Source extract:
SitaHanuBananaSm.jpgAs if on cue, after last week's conclusion that the battle over crypto will never reach a settlement, the Irish Times, reports that the EU Council of Ministers has a draft council resolution demanding "lawful and targeted" access to encrypted communications. Has no one learned anything in the last four years?

Crypto was the first of a series of reviews of the most durable, intractable disputes of the last 20 years by highlighting how net.wars has written about it as the 1,000th column approaches. The second is copyright, which has been irredeemably altered by the arrival of digital technologies.

Where crypto is the same story endlessly repeated, copyright is a collection of interlinked conflicts that comprise a struggle by rightsholder industries (entertainment, music, publishing, news, software) to continue business as usual while the world changed. Loosely, these conflicts fall into three clusters: legislation, enforcement, and expansion.

New legislation beginning in the 1990s essentially sought to limit what many would see as the normal functioning of computer networks. The Digital Millennium Copyright Act (1998) in the US and the EU Copyright Directive (1996), modified in 2001 and 2019 both include banning technology that can be used to bypass copy protection. Contemporary critics pointed out that this could as easily be scissors and Liquid Paper, but the intended target was software to break digital rights management and copy protection. Today, DRM is built into ebooks and Blu-Ray discs - but also HDMI TV cables, third-party ink cartridges and even remote garage door openers.

Records supplied:
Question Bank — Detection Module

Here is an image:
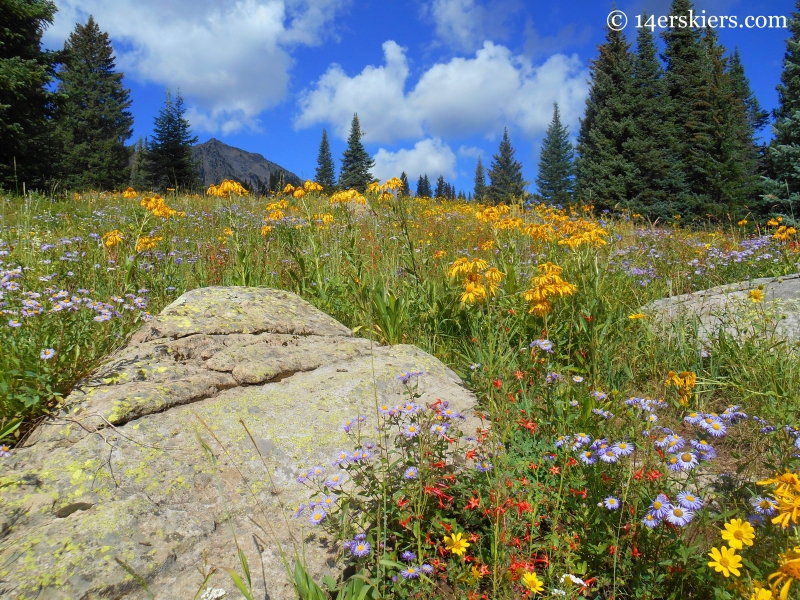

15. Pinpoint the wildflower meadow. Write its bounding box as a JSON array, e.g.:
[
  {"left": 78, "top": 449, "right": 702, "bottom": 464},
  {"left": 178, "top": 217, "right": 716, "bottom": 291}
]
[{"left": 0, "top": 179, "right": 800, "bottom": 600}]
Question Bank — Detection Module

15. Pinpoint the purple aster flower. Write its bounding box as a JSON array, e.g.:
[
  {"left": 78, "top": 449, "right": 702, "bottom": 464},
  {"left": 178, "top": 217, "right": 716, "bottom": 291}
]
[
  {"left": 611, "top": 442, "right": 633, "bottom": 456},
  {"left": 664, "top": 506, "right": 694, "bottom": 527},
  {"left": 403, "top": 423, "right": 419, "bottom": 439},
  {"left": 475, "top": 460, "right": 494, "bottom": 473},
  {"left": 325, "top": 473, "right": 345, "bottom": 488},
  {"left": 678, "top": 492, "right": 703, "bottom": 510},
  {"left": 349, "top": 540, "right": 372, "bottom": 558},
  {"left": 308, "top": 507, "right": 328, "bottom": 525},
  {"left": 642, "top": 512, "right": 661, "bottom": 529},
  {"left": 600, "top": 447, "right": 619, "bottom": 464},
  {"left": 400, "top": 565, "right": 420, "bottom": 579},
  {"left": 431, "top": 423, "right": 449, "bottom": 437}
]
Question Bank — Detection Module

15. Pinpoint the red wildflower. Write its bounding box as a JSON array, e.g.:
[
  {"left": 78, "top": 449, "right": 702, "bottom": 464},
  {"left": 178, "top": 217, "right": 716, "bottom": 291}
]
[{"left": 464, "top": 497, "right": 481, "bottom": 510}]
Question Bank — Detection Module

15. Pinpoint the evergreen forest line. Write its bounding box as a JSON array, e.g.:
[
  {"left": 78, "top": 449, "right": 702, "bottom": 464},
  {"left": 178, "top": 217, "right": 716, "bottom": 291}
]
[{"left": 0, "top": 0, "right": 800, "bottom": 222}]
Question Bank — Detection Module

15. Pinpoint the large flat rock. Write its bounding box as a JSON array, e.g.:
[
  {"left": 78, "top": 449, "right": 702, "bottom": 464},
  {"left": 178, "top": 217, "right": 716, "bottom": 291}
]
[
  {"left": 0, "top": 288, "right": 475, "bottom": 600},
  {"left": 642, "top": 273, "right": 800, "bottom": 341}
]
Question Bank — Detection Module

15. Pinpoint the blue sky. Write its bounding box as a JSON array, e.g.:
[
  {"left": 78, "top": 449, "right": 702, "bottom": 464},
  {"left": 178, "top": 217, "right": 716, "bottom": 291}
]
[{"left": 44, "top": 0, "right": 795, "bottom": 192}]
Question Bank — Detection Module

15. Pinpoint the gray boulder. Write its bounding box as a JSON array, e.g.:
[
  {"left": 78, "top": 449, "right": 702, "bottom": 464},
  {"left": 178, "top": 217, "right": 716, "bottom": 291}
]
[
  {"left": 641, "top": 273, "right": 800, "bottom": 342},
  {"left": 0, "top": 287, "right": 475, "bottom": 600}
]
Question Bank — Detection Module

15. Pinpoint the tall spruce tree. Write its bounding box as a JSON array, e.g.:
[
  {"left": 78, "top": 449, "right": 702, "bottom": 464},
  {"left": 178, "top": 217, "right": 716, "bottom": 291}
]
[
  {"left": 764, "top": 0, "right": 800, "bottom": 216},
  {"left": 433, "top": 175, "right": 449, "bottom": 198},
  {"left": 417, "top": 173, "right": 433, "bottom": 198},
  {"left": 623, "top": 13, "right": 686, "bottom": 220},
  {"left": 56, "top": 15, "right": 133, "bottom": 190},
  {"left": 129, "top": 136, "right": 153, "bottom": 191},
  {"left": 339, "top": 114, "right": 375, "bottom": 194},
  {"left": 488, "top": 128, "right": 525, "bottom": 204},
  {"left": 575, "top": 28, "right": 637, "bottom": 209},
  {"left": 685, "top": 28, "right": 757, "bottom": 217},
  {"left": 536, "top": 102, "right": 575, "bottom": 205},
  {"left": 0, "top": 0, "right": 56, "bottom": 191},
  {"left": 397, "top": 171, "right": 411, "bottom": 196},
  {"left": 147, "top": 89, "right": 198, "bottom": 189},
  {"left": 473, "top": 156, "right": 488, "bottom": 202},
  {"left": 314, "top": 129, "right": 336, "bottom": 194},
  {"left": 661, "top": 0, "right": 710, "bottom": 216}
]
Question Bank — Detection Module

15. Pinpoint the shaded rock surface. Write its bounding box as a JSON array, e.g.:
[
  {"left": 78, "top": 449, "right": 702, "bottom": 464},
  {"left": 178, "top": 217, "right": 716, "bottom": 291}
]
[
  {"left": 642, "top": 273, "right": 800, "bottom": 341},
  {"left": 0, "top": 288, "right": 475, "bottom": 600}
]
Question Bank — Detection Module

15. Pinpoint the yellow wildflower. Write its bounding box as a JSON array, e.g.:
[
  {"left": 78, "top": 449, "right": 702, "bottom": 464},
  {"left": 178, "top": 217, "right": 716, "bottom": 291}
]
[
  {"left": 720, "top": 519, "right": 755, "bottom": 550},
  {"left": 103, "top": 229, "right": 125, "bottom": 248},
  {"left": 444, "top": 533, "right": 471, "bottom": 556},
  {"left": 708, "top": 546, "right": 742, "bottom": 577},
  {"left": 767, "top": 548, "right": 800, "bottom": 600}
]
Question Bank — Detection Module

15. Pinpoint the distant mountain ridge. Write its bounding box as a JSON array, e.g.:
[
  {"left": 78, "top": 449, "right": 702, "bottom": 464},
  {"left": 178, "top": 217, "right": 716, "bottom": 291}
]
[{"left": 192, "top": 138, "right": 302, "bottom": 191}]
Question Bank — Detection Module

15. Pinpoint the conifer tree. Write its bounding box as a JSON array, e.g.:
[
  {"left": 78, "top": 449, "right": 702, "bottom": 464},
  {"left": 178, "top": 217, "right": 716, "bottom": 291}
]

Task 1:
The copyright column sorts copyright conflicts into which three clusters?
Task 2:
Count the lines in the records that contain the word "Write". Reply with the number alone.

Response 1:
Legislation, enforcement, and expansion.

Response 2:
12